▸ Exercise prompt: Please return all of the entries below exactly as they are written.
——
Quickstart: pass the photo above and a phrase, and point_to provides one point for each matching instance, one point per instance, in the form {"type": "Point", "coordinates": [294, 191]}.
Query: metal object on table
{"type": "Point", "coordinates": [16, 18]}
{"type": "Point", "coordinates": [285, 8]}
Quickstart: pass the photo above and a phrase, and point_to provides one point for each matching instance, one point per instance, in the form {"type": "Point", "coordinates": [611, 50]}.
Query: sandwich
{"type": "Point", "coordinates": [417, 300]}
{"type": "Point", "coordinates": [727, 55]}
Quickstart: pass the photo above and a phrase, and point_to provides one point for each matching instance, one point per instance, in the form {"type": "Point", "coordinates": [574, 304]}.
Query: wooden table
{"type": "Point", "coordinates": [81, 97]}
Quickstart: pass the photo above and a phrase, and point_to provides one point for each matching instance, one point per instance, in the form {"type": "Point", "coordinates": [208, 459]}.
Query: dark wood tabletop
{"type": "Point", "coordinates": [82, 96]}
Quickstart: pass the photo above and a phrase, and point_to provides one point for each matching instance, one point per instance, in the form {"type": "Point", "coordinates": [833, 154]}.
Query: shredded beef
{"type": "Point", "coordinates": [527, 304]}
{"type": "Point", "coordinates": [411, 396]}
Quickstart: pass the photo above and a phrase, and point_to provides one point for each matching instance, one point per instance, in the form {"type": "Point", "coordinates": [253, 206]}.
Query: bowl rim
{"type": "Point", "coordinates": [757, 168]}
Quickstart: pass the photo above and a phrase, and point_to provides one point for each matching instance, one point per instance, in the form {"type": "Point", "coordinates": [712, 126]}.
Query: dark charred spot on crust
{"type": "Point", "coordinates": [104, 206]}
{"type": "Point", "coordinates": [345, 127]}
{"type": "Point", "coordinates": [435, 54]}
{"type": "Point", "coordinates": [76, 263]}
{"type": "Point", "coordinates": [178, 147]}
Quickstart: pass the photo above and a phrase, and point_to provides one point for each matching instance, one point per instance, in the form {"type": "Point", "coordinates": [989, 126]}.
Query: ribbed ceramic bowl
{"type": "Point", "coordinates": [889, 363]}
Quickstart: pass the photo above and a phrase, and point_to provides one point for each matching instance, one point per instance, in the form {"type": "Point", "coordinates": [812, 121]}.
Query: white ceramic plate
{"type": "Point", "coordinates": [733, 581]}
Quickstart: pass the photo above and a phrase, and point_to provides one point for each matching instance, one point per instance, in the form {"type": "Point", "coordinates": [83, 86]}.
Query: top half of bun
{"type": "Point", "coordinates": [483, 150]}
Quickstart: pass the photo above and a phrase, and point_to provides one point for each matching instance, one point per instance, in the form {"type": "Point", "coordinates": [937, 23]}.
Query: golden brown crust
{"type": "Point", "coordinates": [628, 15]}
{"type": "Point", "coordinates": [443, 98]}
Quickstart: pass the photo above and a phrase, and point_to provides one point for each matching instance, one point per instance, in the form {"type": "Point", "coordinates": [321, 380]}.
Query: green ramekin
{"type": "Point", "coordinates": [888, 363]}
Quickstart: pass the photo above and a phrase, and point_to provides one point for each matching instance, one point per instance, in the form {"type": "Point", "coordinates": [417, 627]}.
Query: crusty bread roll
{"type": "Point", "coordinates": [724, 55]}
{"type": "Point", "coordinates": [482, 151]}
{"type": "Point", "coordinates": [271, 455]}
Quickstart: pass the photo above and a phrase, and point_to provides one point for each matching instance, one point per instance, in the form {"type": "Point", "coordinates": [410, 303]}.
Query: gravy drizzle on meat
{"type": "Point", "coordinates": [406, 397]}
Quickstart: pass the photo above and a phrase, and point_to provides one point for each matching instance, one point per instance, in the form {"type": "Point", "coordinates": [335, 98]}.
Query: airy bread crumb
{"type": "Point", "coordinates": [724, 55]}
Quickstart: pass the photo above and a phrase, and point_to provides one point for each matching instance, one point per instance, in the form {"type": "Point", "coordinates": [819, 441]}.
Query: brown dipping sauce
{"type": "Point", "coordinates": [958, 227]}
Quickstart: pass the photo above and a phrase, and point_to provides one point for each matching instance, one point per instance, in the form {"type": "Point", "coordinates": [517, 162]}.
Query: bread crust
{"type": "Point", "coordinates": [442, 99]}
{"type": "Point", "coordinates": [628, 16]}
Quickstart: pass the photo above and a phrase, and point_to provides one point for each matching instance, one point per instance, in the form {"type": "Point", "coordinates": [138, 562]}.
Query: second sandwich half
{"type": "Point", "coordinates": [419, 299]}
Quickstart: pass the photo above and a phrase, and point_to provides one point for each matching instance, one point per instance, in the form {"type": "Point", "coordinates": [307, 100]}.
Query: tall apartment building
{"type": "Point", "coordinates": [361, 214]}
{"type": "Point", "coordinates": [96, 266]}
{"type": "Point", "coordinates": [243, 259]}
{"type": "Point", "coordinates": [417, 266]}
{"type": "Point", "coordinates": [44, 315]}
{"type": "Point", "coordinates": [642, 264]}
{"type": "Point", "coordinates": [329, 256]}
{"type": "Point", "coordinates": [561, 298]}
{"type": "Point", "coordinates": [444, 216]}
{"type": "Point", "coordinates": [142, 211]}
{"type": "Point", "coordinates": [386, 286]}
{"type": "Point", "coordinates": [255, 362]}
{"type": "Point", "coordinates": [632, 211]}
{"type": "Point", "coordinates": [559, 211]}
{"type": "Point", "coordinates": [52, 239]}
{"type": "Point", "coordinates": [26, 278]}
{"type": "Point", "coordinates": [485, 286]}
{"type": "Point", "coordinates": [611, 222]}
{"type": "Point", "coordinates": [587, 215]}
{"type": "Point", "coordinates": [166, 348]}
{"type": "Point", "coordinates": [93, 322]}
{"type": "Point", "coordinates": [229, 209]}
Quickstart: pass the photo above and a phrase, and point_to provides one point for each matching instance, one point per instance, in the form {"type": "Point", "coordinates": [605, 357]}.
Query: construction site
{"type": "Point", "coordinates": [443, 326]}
——
▸ Answer box:
Quickstart: pass the photo above and a phrase, and point_to provides one point for each matching instance, one point per instance, in the form {"type": "Point", "coordinates": [294, 191]}.
Query: metal object on table
{"type": "Point", "coordinates": [16, 18]}
{"type": "Point", "coordinates": [285, 8]}
Quickstart: pass the photo above and a phrase, and point_to provides one point for each matching instance, one point per instance, in the form {"type": "Point", "coordinates": [611, 50]}.
Query: sandwich
{"type": "Point", "coordinates": [417, 300]}
{"type": "Point", "coordinates": [727, 55]}
Quickstart: pass the photo above and a phrase, and point_to provides one point for each matching instance, one point per instance, in the form {"type": "Point", "coordinates": [574, 304]}.
Query: wooden table
{"type": "Point", "coordinates": [81, 97]}
Quickstart: pass the photo above and a phrase, and point_to provides one point for each matching instance, one point per instance, in the form {"type": "Point", "coordinates": [208, 459]}.
Query: dark wood tabletop
{"type": "Point", "coordinates": [82, 96]}
Quickstart: pass the photo above and a phrase, and point_to provides one point for each matching instance, one point per instance, in the form {"type": "Point", "coordinates": [833, 154]}.
Query: shredded beef
{"type": "Point", "coordinates": [527, 304]}
{"type": "Point", "coordinates": [411, 396]}
Quickstart: pass the photo above and a phrase, and point_to provides one point for each matching instance, one point per instance, in the form {"type": "Point", "coordinates": [253, 206]}.
Query: bowl rim
{"type": "Point", "coordinates": [757, 168]}
Quickstart: pass the photo above and a phrase, and point_to provides one point for each matching instance, one point per instance, in the form {"type": "Point", "coordinates": [712, 126]}.
Query: dark charred spot on crust
{"type": "Point", "coordinates": [104, 206]}
{"type": "Point", "coordinates": [345, 127]}
{"type": "Point", "coordinates": [435, 54]}
{"type": "Point", "coordinates": [76, 263]}
{"type": "Point", "coordinates": [178, 147]}
Quickstart: pass the photo above and a phrase, and point_to provides one point for each matching instance, one point per instance, in the form {"type": "Point", "coordinates": [989, 126]}.
Query: ribbed ceramic bowl
{"type": "Point", "coordinates": [889, 363]}
Quickstart: pass the photo above and a phrase, and point_to provides one point for each matching instance, one point per instance, in the form {"type": "Point", "coordinates": [812, 121]}.
Query: white ceramic plate
{"type": "Point", "coordinates": [733, 581]}
Quickstart: pass the photo above and a phrase, and point_to provides one point for each matching instance, one point per instance, in the form {"type": "Point", "coordinates": [83, 86]}.
Query: top half of bun
{"type": "Point", "coordinates": [483, 150]}
Quickstart: pass the photo above and a phrase, and point_to provides one point for each matching instance, one point per instance, in the form {"type": "Point", "coordinates": [937, 23]}.
Query: golden brown crust
{"type": "Point", "coordinates": [628, 15]}
{"type": "Point", "coordinates": [443, 98]}
Quickstart: pass the photo above and a phrase, and point_to provides one point for each matching instance, one point per instance, in the form {"type": "Point", "coordinates": [321, 380]}.
Query: green ramekin
{"type": "Point", "coordinates": [888, 363]}
Quickstart: pass the photo above and a phrase, and point_to provides one point for each matching instance, one point per instance, in the form {"type": "Point", "coordinates": [417, 627]}.
Query: crusty bread roll
{"type": "Point", "coordinates": [724, 55]}
{"type": "Point", "coordinates": [482, 151]}
{"type": "Point", "coordinates": [271, 455]}
Quickstart: pass the photo above and a phrase, and point_to provides one point for each matching instance, one point per instance, in the form {"type": "Point", "coordinates": [410, 303]}.
Query: gravy drizzle on meat
{"type": "Point", "coordinates": [406, 397]}
Quickstart: pass the photo above and a phrase, and point_to provides one point for each matching instance, one point per instance, in the form {"type": "Point", "coordinates": [335, 98]}.
Query: airy bread crumb
{"type": "Point", "coordinates": [724, 55]}
Quickstart: pass the photo above and a phrase, and point_to provides one point for each matching instance, one point per instance, in the form {"type": "Point", "coordinates": [819, 441]}.
Query: brown dipping sauce
{"type": "Point", "coordinates": [958, 227]}
Quickstart: pass the photo above and a phrase, and point_to provides one point for each matching instance, one point per instance, in the form {"type": "Point", "coordinates": [517, 162]}.
Query: bread crust
{"type": "Point", "coordinates": [442, 99]}
{"type": "Point", "coordinates": [628, 16]}
Quickstart: pass the photo above and a phrase, and point_to provides one point for each matching instance, one point per instance, in the form {"type": "Point", "coordinates": [138, 562]}.
Query: second sandwich half
{"type": "Point", "coordinates": [419, 299]}
Quickstart: pass the photo above and a phrase, and point_to provides one point for each matching instance, one point per instance, in the form {"type": "Point", "coordinates": [307, 100]}.
Query: tall apartment building
{"type": "Point", "coordinates": [361, 214]}
{"type": "Point", "coordinates": [96, 266]}
{"type": "Point", "coordinates": [243, 259]}
{"type": "Point", "coordinates": [417, 266]}
{"type": "Point", "coordinates": [44, 315]}
{"type": "Point", "coordinates": [642, 264]}
{"type": "Point", "coordinates": [329, 256]}
{"type": "Point", "coordinates": [561, 298]}
{"type": "Point", "coordinates": [444, 216]}
{"type": "Point", "coordinates": [142, 211]}
{"type": "Point", "coordinates": [386, 286]}
{"type": "Point", "coordinates": [255, 362]}
{"type": "Point", "coordinates": [632, 211]}
{"type": "Point", "coordinates": [559, 211]}
{"type": "Point", "coordinates": [52, 239]}
{"type": "Point", "coordinates": [26, 278]}
{"type": "Point", "coordinates": [485, 286]}
{"type": "Point", "coordinates": [611, 222]}
{"type": "Point", "coordinates": [587, 215]}
{"type": "Point", "coordinates": [166, 348]}
{"type": "Point", "coordinates": [93, 322]}
{"type": "Point", "coordinates": [229, 209]}
Quickstart: pass the photo above and a phrase, and point_to provides one point for each matching instance, one point per instance, in the form {"type": "Point", "coordinates": [605, 357]}.
Query: construction site
{"type": "Point", "coordinates": [443, 326]}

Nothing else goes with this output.